▶ WHAT YOU WILL DO:
1. From the account of the trip to Fansipan peak, write out the passage starting with "The ticketing officier" and going on through "person was reasonable.".
2. Extend the account of the trip to Fansipan peak, picking up after its final sentence.

▶ EXTRACT TO READ:
-.-.-
The ticketing officier explained that there were three stages of transfer to the peak. The recommended ticket costed vnd820000 (usd 35, sgd48) per person which included return trips on the first and second stages of transfer as for the third stage it was only a one way trip up. That would bring us to Fansipan peak. At the peak we could trek down to the second stage or purchase a one way ticket down.
So far we found Vietnam a rather inexpensive country so we were surprise to find the tickets on the pricey side. Soon we found out that in the past it took about two to three days for visitors to trek up to Mount Fanispan. Our three stages of transfer would bring us to the peak in a matter of probably an hour. So we supposed the ticket cost of vnd820000 per person was reasonable.
We followed the signboards going in the direction of the funicular station and this brought us further into the interior of the station. The station was pretty grand and modern.
The funicular train was red and gold in color and the interior was wood paneled. It was definitely a new train with overhead gold painted bladed fans. This train ride from Sapa town to Fansipan cable car station started a few months ago (March 2018).
The train journey took about 10 minutes travelling a distance of 2 km. It passed through several tunnels before arriving at Muong Hoa Station. The entrance of Muong Hoa station had a grand farcade and our train pulled into the station. The train station was lovely, who would have thought that there was such structure here.
-.-.-
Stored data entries
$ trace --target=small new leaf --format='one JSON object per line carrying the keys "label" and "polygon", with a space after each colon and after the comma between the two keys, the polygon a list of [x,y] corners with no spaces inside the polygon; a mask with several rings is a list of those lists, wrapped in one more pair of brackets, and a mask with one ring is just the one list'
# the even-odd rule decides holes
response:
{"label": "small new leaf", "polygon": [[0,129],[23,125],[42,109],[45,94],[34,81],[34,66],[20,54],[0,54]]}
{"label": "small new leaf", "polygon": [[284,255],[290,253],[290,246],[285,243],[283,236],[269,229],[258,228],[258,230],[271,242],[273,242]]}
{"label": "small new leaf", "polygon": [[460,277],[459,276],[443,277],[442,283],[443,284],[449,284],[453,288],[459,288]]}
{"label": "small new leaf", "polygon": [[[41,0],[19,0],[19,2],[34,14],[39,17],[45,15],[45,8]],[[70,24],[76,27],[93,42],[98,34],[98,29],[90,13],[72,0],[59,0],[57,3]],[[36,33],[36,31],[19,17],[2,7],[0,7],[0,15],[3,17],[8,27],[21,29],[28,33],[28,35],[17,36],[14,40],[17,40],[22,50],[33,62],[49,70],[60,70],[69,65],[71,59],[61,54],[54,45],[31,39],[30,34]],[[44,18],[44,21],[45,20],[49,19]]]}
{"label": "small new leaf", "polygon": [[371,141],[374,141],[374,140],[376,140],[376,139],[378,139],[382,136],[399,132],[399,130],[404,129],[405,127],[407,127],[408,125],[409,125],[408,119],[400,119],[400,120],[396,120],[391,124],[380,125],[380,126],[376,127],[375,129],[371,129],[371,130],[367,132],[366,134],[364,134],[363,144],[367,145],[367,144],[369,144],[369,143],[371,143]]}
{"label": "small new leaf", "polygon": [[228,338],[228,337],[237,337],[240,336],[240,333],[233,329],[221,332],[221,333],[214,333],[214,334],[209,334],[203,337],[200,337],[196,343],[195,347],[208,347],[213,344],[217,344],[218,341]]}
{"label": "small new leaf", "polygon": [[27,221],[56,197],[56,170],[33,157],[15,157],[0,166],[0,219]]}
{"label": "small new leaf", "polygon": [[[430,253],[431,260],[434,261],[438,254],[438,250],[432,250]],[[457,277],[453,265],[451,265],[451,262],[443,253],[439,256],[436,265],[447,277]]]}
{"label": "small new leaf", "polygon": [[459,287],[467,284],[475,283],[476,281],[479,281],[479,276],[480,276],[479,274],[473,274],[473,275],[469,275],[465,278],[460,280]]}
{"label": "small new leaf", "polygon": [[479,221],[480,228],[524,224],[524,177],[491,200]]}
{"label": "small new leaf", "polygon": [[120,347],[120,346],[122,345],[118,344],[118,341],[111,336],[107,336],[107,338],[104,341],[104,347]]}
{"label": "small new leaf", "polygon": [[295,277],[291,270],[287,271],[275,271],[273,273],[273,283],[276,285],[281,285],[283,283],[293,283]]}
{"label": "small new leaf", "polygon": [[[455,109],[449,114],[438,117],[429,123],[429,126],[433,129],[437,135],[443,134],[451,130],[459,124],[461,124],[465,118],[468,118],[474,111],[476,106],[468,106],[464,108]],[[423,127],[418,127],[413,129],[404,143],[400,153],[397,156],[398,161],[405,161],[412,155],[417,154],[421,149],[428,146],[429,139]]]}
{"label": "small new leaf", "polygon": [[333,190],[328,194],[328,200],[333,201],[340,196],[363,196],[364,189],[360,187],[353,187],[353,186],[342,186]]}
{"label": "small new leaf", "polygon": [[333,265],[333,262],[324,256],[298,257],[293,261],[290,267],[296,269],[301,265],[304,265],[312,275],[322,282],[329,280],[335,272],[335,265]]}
-.-.-
▶ EXPECTED OUTPUTS:
1.
The ticketing officier explained that there were three stages of transfer to the peak. The recommended ticket costed vnd820000 (usd 35, sgd48) per person which included return trips on the first and second stages of transfer as for the third stage it was only a one way trip up. That would bring us to Fansipan peak. At the peak we could trek down to the second stage or purchase a one way ticket down.
So far we found Vietnam a rather inexpensive country so we were surprise to find the tickets on the pricey side. Soon we found out that in the past it took about two to three days for visitors to trek up to Mount Fanispan. Our three stages of transfer would bring us to the peak in a matter of probably an hour. So we supposed the ticket cost of vnd820000 per person was reasonable.

2.
At the station the other tourists left the train and followed the signs to go through a corridor that went into the next building. They were probably heading to the next transfer station (cable car). Rather than going with the others, we went out of the station to explore. It was a beautiful landscaped garden. We were very tempted to walk up the zigzag white stairs that led up to higher ground that looked like another garden. But after some thought we decided not to proceed as the place looked as though it was still undergoing construction besides there was also nobody but us around.
We went back into Muong Hoa Station and followed the signs to another hall then to a long escalator and then into another huge corridor before arriving at Hoang Lien Station. This was the bottom station of the cable car ride to Mount Fanispan. Before March 2018 the only way to get to Hoang Lien Station was either by trekking or by taxis. The funicular train had made getting to Hoang Lien Station so smooth and convenient.
The cable car could take about 30 people and every hour the cable car systems could transfer about 2000 passengers. Our cable car ride took about 15 minutes transferring us up a height of 1400 meters. Fansipan suspended cable car system was the highest, longest and the most modern suspended cable system in the world and was the first of its kind in Asia.
The ride was FANTASTIC. The view from the cable car suspended so high above the Muong Hoa valley was AMAZING!
Our cable car cabin only had 5 people (including us) so it gave us plenty of space to move around. We were definitely not sitting still but moving from one window panel to another peering down at the valley below.
After crossing Muong Hoa Valley the cable car went up slope crossing over the primitive forest of Hoang Lien Son mountain range. Finally we reached the upper cable car station. The mist was very heavy and everywhere we looked was very blurry. After exiting the cable car we entered into a huge building.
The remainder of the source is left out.